• Task statement
If a line below includes the string "white", copy it.

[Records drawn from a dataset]
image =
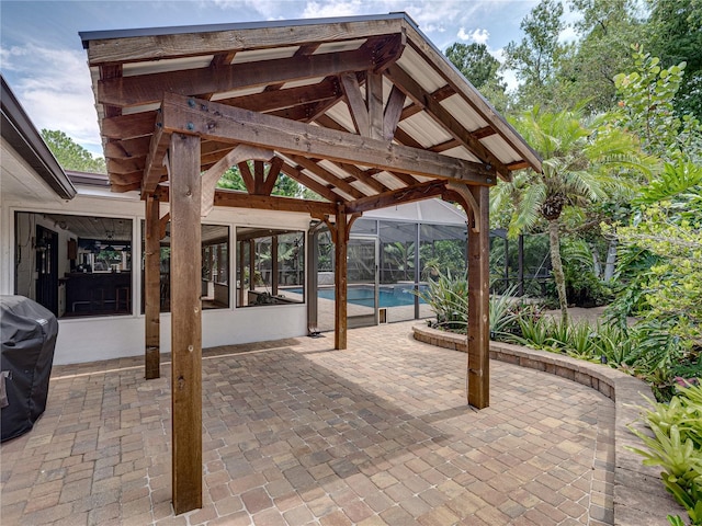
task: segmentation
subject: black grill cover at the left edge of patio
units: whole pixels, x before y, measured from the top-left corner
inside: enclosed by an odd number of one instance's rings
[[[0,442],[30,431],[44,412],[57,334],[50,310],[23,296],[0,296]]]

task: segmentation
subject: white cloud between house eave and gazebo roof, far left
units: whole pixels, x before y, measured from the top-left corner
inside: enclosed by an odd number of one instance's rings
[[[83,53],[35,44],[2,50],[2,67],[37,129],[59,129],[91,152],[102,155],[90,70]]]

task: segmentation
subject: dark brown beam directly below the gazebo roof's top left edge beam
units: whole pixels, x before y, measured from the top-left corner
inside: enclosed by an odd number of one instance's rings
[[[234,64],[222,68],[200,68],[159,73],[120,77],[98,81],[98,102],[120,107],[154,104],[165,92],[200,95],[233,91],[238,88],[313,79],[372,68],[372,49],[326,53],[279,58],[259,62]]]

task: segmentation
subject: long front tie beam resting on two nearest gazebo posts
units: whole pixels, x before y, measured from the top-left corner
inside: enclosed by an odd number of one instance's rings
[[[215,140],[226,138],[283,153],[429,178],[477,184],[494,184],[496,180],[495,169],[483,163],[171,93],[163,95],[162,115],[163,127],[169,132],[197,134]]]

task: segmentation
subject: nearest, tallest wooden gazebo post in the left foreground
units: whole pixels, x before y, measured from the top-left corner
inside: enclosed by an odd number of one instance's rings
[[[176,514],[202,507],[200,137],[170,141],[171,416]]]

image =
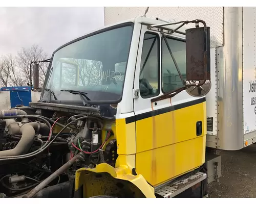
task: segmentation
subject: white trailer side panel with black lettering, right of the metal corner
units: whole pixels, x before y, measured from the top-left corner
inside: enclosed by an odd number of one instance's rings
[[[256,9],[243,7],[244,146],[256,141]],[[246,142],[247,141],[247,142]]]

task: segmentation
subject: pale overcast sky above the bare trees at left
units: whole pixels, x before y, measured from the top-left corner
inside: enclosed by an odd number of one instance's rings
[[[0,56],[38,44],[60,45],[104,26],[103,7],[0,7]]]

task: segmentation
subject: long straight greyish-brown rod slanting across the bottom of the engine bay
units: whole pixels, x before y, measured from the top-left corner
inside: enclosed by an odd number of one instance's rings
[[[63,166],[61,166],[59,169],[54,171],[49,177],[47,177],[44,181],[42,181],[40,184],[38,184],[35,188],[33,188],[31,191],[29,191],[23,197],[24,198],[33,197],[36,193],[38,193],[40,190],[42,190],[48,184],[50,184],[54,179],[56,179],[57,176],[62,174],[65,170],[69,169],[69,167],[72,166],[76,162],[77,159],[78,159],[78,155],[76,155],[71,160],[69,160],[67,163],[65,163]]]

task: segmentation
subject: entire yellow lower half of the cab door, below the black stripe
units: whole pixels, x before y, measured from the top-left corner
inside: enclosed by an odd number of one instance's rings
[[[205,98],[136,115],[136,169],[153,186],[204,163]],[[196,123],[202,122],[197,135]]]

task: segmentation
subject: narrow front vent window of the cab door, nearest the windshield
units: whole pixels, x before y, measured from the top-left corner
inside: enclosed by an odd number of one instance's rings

• Output for this exercise
subject: white cloud between house eave and gazebo roof, far left
subject: white trailer side panel with black lettering, right of the metal corner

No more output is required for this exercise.